There’s often a point during the holiday season when I stop feeling human.
It usually happens somewhere around the fourth or fifth explanation of “what I do” during a gathering of high school classmates at a bar in my hometown. But it’s also known to happen at office parties, where I find myself repeatedly detailing holiday travel plans and listing the number of kids I have and their ages.
In those moments, I feel more like a billboard than a living person. Here’s everything you need to know about me in three seconds, as you race by to grab another drink at the bar or a second helping from the conference room buffet.
There’s nothing inherently wrong with those conversations on their own. But when you spend hours with people only at the surface level, it wears you out. Eventually, you leave and wonder if you actually spoke to anyone at all.
As I’ve prepared my talking points for this year, I’ve thought more about how much goes into chasing those things — those billboard messages — just to have something to talk about. Why do we feel so pressured to obsess over accomplishments rather than presence?
I don’t know who the richest person is that I’ve ever met. Nor who had the highest IQ. Or who owned the nicest house or fastest car.
But I can easily name the people I’ve met who, when they leave a room, leave behind a kind of static electricity. What they offer isn’t a list of their merits, degrees, job titles or pictures of their new boat. They offer stories. They offer a kind of attention that makes you feel like the most important person in the room.
Legend has it that writer Barry Hannah, when teaching, once gave a student a bad grade on their paper, writing across it: This just isn’t interesting. When the student asked how to make it interesting, he bluntly replied:
Try making yourself a more interesting person.
What makes a person interesting can’t be found on a billboard.
Nor is it found on a resume.
Are you living for your resume or obituary?
In The Road to Character, columnist David Brooks wrote about the two sets of virtues we cultivate: resume virtues (the skills and accomplishments that show up on LinkedIn) and eulogy virtues (the qualities people remember when we’re gone, like kindness, courage, generosity, wisdom).
Most of us spend far more time optimizing the first. That’s understandable. Resume virtues get rewarded. They build careers, social status, incomes — the raw material of a financial plan.
But as Brooks writes:
“The eulogy virtues are deeper. They’re the virtues that get talked about at your funeral, the ones that exist at the core of your being — whether you are kind, brave, honest or faithful; what kind of relationships you formed.”

*Dataset entries*.
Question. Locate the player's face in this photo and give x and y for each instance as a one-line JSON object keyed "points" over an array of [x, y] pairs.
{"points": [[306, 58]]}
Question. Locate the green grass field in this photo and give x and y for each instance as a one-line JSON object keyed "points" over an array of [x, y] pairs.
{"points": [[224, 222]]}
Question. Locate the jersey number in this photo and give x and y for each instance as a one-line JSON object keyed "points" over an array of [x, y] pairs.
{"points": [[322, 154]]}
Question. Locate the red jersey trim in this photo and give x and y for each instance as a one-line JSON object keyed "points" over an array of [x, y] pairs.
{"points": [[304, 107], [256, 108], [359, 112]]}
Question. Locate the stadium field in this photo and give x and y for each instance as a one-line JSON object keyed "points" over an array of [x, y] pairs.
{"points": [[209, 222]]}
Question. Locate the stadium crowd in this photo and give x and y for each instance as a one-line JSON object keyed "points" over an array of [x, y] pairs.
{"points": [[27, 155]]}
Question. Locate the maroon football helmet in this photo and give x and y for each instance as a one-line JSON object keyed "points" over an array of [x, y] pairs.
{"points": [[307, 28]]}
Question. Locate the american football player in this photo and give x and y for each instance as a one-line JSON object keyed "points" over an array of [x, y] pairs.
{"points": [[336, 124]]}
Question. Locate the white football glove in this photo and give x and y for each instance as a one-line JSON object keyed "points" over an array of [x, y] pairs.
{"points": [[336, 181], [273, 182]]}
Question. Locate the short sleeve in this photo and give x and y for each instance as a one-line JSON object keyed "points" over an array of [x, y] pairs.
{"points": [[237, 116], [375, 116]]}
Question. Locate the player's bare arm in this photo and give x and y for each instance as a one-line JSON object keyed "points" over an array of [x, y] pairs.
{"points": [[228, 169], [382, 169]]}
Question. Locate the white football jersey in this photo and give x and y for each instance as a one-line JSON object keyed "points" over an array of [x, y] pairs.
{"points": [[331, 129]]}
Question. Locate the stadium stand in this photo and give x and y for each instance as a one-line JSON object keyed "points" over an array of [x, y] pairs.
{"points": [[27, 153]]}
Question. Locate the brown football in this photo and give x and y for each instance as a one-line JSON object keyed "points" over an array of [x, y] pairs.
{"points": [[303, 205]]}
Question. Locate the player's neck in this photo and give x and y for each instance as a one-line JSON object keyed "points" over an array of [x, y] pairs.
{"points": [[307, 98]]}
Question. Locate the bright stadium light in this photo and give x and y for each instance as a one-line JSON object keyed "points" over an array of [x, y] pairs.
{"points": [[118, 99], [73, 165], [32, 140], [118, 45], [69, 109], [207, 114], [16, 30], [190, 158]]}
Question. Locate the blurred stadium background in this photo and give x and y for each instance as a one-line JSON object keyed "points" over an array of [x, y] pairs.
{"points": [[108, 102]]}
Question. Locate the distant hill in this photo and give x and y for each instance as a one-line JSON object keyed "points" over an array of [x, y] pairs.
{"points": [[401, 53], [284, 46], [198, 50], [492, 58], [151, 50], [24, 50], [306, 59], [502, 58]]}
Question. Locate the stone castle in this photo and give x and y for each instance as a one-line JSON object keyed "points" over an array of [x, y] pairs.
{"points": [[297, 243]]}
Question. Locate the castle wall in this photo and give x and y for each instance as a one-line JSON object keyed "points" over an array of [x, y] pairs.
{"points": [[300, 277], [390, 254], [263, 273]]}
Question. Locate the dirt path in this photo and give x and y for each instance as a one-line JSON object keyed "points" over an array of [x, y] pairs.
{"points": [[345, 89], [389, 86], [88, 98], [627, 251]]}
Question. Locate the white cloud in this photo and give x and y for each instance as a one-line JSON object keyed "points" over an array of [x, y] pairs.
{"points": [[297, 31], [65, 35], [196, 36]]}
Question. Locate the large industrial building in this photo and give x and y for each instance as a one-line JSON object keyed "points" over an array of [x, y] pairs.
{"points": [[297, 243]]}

*Tasks to complete*.
1 – In the essay on holiday small talk, reproduce everything from "There’s nothing inherently" down to "rather than presence?".
2 – Write the next part of the essay on holiday small talk and resume virtues, starting right after its final sentence.

*Written responses*.
1 –
There’s nothing inherently wrong with those conversations on their own. But when you spend hours with people only at the surface level, it wears you out. Eventually, you leave and wonder if you actually spoke to anyone at all.
As I’ve prepared my talking points for this year, I’ve thought more about how much goes into chasing those things — those billboard messages — just to have something to talk about. Why do we feel so pressured to obsess over accomplishments rather than presence?

2 –
One is about what we do. The other is about who we are.
Financial planning, strangely enough, sits right at this intersection.
The resume virtues build the capacity; the eulogy virtues shape the purpose.
You can save fiercely, invest wisely, max out accounts and hit your “number,” but those are resume-side actions. They’re important. They give you options. But they don’t automatically dictate how you’ll live or what your life will stand for.
You see this in real people.
Warren Buffett is a resume-virtue world champion: 60-year leader of Berkshire, billionaire, disciplined, analytical, strategic. But his most admired trait arguably isn’t compounding or stock-picking; it’s his philosophy of giving most of it away. “If you’re in the luckiest 1% of humanity, you owe it to the rest of humanity to think about the other 99%,” he once said about philanthropy — pure eulogy virtue.
That admiration was obvious in the response to a recent Morningstar article highlighting Buffett’s non-financial advice — a list anchored not in market wisdom but in eulogy virtues like kindness, integrity and patience. For instance:
“Kindness is costless but also priceless.”
Or think about John Wooden, the legendary UCLA coach, who was obsessed with character over achievements. As he once said:
“Make each day your masterpiece.”
That wasn’t motivational fluff. It was his way of saying that the inner life is more important than the outer scoreboard. And he told players that success was “peace of mind,” not trophies.
Or consider Viktor Frankl, who wrote that life is not about pursuing happiness but pursuing meaning. His idea:
“Those who have a ‘why’ to live can bear almost any ‘how’.”
That’s true eulogy-virtue wisdom — exactly what people tend to forget to bring into their financial choices.
What this means for money
Most financial plans are built on resume virtues: reliable saving, disciplined investing, hitting milestones, avoiding mistakes.
But a fulfilling financial life, I would argue, is guided by eulogy virtues:
How do I use money to be generous?
How do I create time to deepen relationships?
How do I build a life aligned with my values, not just my goals?
How do I ensure I’m proud of the way I earned, spent, shared and lived?
The shift is subtle but profound: instead of asking “How do I get more?” you’re asking “Who do I want to become?”
Crafting a better story
Mary Oliver is one of the bestselling poets of all time. She won the Pulitzer Prize and the National Book Award.
But Oliver is remembered for her words, not her awards. For her attention, not her acclaim. The essayist and editor Maria Popova once called her “the patron saint of paying compassionate attention.”
And the line most people know —
“Tell me, what is it you plan to do with your one wild and precious life?”
— is essentially a eulogy-virtue question disguised as poetry.
One way to bring this into your own planning is to think about people who reach retirement financially ready but emotionally unprepared. They haven’t thought about legacy, purpose, identity. They have the resume virtues but haven’t built the eulogy ones.
In fact, research shows that retirees strongly tied to their work roles are more likely to experience diminished well-being after leaving the workforce.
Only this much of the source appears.